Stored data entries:
————————

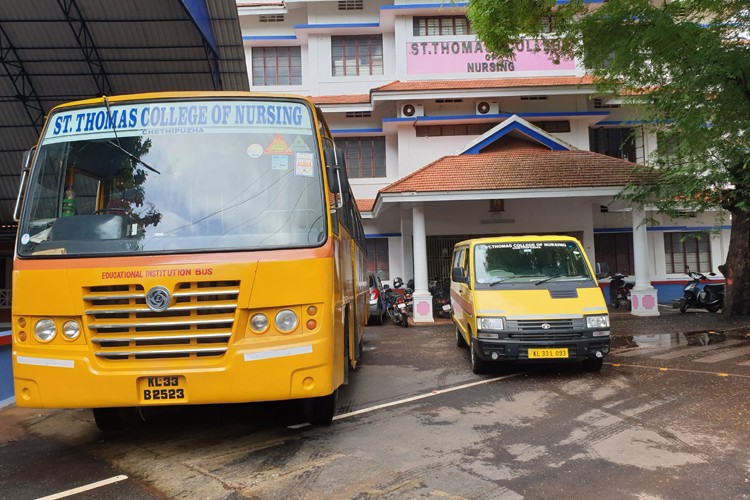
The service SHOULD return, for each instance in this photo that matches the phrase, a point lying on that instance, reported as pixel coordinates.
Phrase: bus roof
(514, 239)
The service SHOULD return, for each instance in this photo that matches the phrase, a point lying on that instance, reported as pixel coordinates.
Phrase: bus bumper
(290, 372)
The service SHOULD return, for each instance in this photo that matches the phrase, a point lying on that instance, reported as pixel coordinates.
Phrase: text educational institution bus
(186, 248)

————————

**WHAT THE TASK ASKS:**
Rescale the pixel coordinates in the answers by multiplying each by 1.4 and rounding to whole numbers, with halves rounded up. Then write out every line of the material again, requests included, with the new values, but leave out the pictures.

**CORRECT RESULT:**
The service SHOULD return, for each instance in this photo that matches the phrase, a point lying on that instance, reported as pixel coordinates.
Phrase: bus roof
(720, 335)
The service SHOULD return, for each instance in this photo that matches the phrase, a point lying on that instance, reported as pixel coordinates.
Phrase: bus bumper
(406, 521)
The service SHOULD return, for each instance in this photo that matches the phrase, a point lying on that instance, reported as pixel coordinates.
Phrase: text educational institution bus
(260, 347)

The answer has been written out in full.